### Exercise goal
Report every line of the material below that contains the string "cloudy", copying each such line in full. Treat the match as case-sensitive.

[Begin]

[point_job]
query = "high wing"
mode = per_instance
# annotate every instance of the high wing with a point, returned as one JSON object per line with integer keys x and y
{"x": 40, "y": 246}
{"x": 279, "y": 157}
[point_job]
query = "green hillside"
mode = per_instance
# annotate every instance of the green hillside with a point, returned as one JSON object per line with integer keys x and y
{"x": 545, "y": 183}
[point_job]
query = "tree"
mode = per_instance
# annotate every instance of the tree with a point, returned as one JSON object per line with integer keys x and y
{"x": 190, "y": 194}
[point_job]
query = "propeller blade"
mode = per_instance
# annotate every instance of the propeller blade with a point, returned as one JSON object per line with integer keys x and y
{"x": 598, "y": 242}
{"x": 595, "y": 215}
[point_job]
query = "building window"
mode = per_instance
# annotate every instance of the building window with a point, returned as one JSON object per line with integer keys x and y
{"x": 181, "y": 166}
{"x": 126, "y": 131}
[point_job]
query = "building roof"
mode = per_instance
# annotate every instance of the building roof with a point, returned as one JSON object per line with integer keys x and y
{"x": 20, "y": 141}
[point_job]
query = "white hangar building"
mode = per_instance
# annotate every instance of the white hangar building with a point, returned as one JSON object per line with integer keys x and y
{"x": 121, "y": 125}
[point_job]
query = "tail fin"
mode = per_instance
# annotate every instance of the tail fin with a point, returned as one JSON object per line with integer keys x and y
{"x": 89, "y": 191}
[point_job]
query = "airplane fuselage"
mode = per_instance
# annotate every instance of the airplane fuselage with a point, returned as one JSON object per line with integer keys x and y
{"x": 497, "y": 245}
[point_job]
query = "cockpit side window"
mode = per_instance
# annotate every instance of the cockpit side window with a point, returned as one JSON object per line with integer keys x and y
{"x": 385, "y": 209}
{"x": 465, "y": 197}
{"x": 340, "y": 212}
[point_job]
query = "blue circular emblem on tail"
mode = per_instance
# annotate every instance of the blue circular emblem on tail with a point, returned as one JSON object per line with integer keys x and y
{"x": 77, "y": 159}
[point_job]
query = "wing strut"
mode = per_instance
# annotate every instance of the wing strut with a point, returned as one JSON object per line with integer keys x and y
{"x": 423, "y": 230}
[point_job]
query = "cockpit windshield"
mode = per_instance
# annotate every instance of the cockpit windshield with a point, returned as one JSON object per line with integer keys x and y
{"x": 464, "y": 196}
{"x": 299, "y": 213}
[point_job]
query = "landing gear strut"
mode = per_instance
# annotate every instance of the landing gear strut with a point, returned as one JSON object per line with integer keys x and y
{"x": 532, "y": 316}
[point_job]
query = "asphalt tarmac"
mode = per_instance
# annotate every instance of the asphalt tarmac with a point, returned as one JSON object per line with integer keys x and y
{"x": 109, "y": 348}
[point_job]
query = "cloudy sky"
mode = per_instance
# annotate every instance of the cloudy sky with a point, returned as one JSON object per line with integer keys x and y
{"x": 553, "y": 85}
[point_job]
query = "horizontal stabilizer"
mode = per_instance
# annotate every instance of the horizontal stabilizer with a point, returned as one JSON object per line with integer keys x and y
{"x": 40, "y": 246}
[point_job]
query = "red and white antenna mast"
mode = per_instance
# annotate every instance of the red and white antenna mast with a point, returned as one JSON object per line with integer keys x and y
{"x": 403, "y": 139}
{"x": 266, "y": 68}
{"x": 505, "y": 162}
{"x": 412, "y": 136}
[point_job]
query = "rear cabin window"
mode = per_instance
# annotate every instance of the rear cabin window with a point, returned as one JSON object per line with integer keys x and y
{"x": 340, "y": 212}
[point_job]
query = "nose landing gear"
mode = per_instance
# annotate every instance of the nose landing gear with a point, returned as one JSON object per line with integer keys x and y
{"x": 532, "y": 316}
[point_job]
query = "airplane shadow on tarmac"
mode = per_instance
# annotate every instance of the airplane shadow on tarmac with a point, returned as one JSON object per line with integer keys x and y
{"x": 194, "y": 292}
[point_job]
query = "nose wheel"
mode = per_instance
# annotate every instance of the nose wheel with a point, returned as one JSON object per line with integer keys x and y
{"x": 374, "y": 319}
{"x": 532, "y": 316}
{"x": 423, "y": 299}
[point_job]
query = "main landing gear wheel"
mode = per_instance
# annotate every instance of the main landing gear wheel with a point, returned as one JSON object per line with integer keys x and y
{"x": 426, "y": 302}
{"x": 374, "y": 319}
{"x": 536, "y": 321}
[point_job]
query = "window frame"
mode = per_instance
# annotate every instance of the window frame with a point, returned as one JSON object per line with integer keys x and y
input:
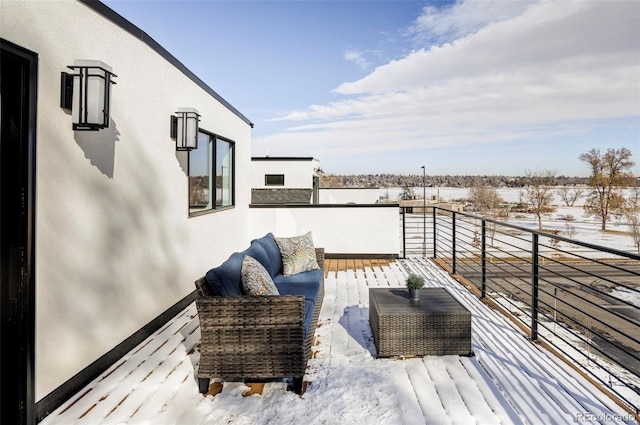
{"x": 266, "y": 180}
{"x": 212, "y": 159}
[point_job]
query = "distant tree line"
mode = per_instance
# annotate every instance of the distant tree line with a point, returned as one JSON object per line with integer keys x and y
{"x": 398, "y": 180}
{"x": 609, "y": 173}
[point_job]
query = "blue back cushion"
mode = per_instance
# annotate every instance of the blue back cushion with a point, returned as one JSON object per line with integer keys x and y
{"x": 268, "y": 243}
{"x": 225, "y": 279}
{"x": 305, "y": 283}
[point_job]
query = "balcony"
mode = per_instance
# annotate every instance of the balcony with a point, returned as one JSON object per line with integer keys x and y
{"x": 511, "y": 378}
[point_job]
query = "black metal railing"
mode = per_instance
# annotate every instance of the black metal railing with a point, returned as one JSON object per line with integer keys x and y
{"x": 578, "y": 297}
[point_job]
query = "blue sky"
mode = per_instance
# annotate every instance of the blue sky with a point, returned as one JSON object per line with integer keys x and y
{"x": 467, "y": 87}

[End]

### Solution
query = "cloudy sky"
# annotate every instance of the cloudy sky with a point, returned as one JSON object per line with integer keys x and y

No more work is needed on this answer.